»»
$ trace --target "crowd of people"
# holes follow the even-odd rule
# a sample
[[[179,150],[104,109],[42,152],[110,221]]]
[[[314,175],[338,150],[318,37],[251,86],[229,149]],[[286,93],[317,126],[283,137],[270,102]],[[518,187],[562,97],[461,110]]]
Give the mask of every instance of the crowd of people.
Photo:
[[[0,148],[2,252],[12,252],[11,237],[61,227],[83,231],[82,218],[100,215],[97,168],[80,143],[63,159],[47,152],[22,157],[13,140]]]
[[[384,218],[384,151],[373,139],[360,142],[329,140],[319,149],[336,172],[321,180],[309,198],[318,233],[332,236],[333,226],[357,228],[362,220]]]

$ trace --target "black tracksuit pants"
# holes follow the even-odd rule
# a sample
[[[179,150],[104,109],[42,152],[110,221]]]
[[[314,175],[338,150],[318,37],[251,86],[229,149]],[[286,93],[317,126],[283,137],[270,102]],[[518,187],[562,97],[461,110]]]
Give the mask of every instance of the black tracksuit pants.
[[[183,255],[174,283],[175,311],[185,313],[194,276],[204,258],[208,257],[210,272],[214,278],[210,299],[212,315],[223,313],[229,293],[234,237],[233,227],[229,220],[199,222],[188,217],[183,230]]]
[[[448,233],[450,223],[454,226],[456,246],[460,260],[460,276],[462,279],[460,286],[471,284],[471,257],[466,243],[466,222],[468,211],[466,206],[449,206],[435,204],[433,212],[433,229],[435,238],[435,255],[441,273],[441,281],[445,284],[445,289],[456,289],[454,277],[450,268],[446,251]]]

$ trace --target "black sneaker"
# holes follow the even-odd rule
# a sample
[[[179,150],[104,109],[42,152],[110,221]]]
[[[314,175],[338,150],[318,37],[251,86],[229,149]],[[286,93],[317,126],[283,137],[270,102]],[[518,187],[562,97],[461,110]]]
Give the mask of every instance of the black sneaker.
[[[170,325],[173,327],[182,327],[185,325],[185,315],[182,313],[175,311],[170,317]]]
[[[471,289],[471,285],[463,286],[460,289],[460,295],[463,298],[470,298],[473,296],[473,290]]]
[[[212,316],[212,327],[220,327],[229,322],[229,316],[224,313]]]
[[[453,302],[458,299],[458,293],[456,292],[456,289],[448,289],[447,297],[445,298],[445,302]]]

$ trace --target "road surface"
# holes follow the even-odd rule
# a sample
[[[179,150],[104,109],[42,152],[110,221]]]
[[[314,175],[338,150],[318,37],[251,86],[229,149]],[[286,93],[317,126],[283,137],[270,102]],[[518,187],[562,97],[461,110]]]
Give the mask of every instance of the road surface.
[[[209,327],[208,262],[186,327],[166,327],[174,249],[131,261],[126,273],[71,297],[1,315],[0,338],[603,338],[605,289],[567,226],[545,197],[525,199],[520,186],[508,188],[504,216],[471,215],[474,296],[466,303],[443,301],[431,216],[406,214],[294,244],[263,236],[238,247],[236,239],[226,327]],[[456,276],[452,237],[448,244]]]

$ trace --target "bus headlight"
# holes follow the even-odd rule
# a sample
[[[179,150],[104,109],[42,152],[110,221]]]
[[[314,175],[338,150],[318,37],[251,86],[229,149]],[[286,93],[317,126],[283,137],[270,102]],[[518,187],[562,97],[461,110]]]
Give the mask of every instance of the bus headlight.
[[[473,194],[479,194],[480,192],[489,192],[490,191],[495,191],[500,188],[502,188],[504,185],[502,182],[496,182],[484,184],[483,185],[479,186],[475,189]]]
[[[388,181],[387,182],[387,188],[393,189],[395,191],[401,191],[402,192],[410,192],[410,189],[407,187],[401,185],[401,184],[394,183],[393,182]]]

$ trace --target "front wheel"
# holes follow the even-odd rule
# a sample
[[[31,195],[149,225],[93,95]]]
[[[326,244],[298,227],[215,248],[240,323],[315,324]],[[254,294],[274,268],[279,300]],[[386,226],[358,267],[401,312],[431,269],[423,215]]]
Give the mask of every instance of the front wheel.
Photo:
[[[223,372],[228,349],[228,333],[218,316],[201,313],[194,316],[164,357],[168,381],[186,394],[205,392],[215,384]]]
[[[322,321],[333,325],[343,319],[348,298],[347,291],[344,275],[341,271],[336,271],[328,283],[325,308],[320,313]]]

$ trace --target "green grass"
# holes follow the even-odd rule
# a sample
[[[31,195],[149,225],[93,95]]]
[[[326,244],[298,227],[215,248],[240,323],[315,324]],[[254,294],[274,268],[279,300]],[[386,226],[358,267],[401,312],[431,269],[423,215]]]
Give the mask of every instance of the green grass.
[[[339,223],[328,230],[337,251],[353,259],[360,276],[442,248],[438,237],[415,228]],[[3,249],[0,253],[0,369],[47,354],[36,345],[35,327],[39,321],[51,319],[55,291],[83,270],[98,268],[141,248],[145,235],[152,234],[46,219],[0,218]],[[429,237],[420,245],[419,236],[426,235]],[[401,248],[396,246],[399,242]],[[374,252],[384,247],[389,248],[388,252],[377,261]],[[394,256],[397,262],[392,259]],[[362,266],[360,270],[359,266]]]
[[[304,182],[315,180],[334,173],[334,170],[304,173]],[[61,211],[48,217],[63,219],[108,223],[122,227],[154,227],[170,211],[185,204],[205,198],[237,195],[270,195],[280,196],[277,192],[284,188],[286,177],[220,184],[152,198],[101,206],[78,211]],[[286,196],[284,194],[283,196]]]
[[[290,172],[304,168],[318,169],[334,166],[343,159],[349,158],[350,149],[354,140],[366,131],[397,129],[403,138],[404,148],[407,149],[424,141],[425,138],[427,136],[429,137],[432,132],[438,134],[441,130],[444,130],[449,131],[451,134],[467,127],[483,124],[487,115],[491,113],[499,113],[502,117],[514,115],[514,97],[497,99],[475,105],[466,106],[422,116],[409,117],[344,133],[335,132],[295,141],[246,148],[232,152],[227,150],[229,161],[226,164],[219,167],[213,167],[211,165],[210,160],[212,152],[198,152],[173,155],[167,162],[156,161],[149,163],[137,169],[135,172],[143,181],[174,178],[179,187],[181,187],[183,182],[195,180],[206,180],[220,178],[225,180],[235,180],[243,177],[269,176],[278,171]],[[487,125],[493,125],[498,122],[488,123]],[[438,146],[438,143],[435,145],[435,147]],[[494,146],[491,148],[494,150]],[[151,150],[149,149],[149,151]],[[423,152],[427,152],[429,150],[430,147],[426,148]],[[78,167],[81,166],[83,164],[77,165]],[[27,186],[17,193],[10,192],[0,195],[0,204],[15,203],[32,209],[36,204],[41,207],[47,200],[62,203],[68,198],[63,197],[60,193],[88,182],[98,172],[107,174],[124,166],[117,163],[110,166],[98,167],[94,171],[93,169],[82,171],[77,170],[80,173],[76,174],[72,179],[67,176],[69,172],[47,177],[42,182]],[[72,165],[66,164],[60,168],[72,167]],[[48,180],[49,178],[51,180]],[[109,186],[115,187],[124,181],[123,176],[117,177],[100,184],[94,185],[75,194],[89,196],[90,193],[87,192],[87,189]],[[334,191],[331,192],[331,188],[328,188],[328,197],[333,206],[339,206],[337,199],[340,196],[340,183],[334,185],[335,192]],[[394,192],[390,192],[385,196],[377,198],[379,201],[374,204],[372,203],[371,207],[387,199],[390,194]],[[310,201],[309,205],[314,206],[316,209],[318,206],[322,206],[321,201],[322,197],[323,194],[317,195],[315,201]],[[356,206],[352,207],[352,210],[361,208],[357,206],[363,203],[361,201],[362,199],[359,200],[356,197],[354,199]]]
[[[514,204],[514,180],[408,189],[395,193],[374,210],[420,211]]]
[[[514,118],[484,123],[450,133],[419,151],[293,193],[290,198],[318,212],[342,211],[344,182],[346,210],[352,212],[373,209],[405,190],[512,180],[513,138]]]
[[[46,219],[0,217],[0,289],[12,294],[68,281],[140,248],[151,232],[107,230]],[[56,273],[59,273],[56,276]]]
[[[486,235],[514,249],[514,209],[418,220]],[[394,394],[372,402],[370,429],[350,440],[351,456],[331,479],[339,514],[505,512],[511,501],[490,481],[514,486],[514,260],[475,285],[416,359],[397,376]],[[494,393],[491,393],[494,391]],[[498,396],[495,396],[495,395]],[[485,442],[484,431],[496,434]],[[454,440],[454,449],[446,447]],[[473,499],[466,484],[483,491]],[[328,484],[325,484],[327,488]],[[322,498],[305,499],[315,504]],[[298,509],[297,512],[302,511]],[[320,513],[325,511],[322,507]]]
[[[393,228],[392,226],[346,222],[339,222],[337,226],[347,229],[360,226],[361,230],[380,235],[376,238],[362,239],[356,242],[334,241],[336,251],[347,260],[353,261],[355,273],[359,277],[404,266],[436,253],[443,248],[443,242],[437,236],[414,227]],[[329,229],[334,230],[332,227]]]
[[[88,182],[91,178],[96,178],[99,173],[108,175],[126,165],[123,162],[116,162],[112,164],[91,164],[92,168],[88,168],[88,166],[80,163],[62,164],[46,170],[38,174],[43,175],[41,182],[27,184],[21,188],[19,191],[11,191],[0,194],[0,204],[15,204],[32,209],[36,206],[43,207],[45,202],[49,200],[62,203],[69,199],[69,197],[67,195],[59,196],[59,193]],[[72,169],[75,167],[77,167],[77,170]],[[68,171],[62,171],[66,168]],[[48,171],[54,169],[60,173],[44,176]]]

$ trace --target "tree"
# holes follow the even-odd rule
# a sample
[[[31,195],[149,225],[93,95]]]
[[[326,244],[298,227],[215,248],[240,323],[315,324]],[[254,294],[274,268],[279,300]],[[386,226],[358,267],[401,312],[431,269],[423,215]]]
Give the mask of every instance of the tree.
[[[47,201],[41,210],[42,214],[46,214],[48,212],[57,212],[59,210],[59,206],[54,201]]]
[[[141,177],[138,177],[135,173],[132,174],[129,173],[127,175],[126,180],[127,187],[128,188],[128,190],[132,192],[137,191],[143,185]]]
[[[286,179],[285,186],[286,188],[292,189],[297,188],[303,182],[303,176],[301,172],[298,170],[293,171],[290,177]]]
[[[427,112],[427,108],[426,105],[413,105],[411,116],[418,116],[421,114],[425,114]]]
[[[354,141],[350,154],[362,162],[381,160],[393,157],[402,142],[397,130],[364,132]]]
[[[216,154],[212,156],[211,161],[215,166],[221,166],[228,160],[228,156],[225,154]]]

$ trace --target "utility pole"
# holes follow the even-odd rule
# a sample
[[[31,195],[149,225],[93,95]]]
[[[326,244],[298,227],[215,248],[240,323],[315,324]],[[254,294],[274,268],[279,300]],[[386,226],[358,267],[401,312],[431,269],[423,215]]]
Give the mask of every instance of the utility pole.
««
• **Task directions**
Which lines in the items above contain the word "instance", with case counting? Show each of those lines in full.

• **Full response**
Give the mask of every instance of the crowd of people.
Give the mask of every instance of the black tracksuit pants.
Give the mask of every instance of the black sneaker.
Give the mask of every instance of the road surface.
Give the mask of every instance of the bus headlight.
Give the mask of every instance of the front wheel.
Give the mask of every instance of the green grass.
Give the mask of every instance of the tree.
Give the mask of every instance of the utility pole.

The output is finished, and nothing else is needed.